Top of The records
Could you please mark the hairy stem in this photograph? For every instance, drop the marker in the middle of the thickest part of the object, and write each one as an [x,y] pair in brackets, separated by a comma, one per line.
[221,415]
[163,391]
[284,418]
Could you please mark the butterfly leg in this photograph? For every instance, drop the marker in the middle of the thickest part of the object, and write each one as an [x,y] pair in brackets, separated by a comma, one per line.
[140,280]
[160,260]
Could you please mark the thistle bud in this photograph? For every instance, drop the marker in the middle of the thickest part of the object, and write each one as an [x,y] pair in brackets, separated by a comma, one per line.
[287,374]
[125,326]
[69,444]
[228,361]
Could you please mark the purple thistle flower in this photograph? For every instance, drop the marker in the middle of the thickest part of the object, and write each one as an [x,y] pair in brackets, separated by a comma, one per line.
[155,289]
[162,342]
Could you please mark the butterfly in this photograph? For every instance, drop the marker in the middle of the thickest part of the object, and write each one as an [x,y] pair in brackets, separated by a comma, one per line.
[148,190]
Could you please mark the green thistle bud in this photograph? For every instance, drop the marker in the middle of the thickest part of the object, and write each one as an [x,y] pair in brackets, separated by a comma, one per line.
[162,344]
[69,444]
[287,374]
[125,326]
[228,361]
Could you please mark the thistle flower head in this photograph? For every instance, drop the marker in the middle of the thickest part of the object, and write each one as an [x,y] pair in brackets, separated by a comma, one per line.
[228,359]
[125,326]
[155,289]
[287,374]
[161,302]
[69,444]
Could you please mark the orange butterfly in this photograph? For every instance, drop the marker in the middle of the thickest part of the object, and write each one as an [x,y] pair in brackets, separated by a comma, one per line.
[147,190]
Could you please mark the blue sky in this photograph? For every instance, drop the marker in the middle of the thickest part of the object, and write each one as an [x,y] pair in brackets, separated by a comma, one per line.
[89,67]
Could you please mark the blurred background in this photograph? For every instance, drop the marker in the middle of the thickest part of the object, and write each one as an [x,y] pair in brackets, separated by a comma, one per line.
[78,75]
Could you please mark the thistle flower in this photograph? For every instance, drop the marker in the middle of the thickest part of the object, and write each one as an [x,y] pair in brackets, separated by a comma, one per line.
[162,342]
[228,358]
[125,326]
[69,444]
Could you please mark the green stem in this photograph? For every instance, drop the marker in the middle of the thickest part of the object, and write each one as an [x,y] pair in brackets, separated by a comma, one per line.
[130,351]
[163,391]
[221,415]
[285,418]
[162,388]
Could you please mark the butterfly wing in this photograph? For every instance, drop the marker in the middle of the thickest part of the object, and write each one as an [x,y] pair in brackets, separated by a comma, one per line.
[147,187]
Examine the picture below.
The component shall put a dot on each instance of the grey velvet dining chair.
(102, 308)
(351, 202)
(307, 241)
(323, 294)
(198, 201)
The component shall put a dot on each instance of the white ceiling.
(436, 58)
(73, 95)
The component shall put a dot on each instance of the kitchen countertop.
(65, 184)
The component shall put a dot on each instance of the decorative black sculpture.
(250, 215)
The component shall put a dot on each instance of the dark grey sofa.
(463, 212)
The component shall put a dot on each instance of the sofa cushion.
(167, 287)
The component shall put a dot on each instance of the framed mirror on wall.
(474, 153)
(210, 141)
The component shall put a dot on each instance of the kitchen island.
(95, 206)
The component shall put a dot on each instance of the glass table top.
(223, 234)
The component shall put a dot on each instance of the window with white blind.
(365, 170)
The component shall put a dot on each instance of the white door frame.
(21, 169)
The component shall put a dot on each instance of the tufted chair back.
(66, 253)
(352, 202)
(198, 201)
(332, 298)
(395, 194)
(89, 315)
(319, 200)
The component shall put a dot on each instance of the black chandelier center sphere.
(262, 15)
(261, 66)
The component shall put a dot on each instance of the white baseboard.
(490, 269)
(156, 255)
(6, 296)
Bottom of The records
**Task**: Copy out the data shown above without altering anything.

**Task answer**:
Could you please mark the hairy stem in this photograph? For every instance, drop the marker in the middle of the thickest part of the object, and write each one as an [x,y] pair in brackets, separated by a comma, one per line.
[221,415]
[163,391]
[284,418]
Could you please mark the butterfly leg in this photograph? For every instance, drop the marker in the middle of the thickest part of the object, and write each one as an [x,y] pair in brackets, separated by a comma, one per line.
[140,280]
[160,260]
Could you please mark the thistle bud in this photograph? For every instance, drop the marker in the middle of the thickest part of the object, and write each one as an [x,y] pair in brackets, separated by a comma, one per line.
[287,374]
[125,326]
[69,444]
[228,361]
Could you please mark the purple thistle flower in this photograph? For every instance, drop the marker in the middle of the thickest part of the object, and write each one as an [x,y] pair in brackets, separated by a comma, one per line.
[155,289]
[162,342]
Could you please mark the butterfly in this photograph? For every instance, drop the marker in the middle of the thickest part of the object, and write each one as an [x,y] pair in brackets, separated by a comma, one per line.
[148,190]
Could you please mark the green thistle bud in this photograph? For every instance, drop the marker in the middle of the thickest part of the object, and write each one as an [x,y] pair in brackets, separated by a comma, one per line.
[162,344]
[69,444]
[287,374]
[125,326]
[228,361]
Could you please mark the thistle flower head in this photograph? For every instance, drop the marker in the middle of the thickest part of the object, and write each one as an [x,y] pair in brackets, separated by a comma, one per line.
[228,359]
[125,326]
[155,289]
[287,374]
[161,302]
[69,444]
Could you please mark the orange butterfly in this photograph? For every instance, drop the marker in the middle of the thickest part of the object, and write each one as an [x,y] pair in brackets, separated by a comma, one per line.
[147,190]
Could you please mark the blue sky in this photograph? For every instance, drop the marker in the middle of the thickest part of the object, and write each one as an [x,y] pair in brackets, separated by a comma, one per line.
[89,67]
Could you please mark the blurred background in this photograph? For every instance, drop the marker in the middle of the thickest part of the object, and write each one as an [x,y] pair in brackets, separated by a comma, one per line.
[78,75]
Could you please mark the thistle flower in this photograph? For every instance, drop the marker in the middle of the thickest part of the object, and write each one as an [x,y] pair in brackets, separated by a comma, one per line.
[162,342]
[228,358]
[125,326]
[69,444]
Could you please mark the green stem in this photograph? For every instance, drop the marker in the middle of the thickest part of the object, and write each one as an [x,y] pair in brackets, separated by a comma, one per line.
[130,351]
[163,391]
[221,415]
[285,418]
[162,388]
Could you please mark the butterfly wing in this photograph? For every instance, drop the marker in the middle of the thickest part of the object, and write each one as an [x,y] pair in brackets, separated by a comma, one per line.
[147,187]
Examine the picture below.
The component shall put a dot on each instance of the grey velvet dining chair.
(102, 308)
(351, 202)
(307, 241)
(323, 294)
(198, 201)
The component shall put a dot on each instance of the white ceiling.
(436, 58)
(73, 95)
The component shall put a dot on each instance of the kitchen countertop.
(65, 184)
The component shall put a dot on each instance of the decorative black sculpture.
(250, 215)
The component shall put a dot on each instance of the dark grey sofa.
(463, 212)
The component shall put a dot on each instance of the sofa cushion.
(167, 287)
The component shall put a dot on each instance of the framed mirror on wall.
(474, 153)
(210, 141)
The component shall put a dot on each instance of the kitchen island.
(95, 206)
The component shall put a dot on each instance of the glass table top.
(223, 234)
The component shall put a dot on each instance of the window with white blind.
(365, 170)
The component shall put a dot on each instance of the white door frame.
(21, 169)
The component shall put a dot on each instance of the tufted chair back.
(66, 253)
(352, 202)
(198, 201)
(332, 298)
(395, 194)
(89, 315)
(319, 200)
The component shall put a dot on each instance of the black chandelier center sphere.
(262, 15)
(261, 66)
The component shall put a dot on each instance of the white baseboard.
(490, 269)
(156, 255)
(6, 296)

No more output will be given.